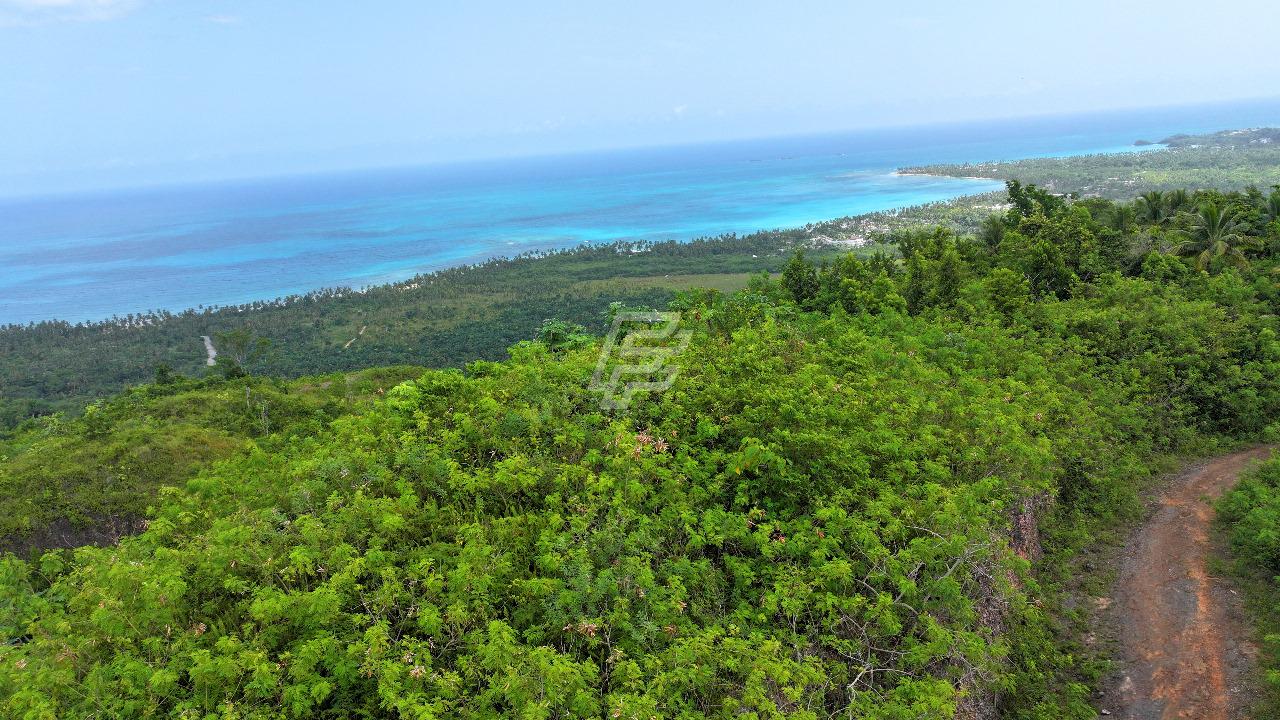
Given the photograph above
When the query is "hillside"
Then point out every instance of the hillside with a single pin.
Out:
(862, 496)
(439, 319)
(90, 479)
(1225, 160)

____________________

Directions >> Please quote the data above word for word, leaving out the picture.

Exercise result >>
Given the photograph above
When the query is "hillside"
Then point out every instance of the hillside with a single pin.
Out:
(862, 496)
(439, 319)
(90, 479)
(1225, 160)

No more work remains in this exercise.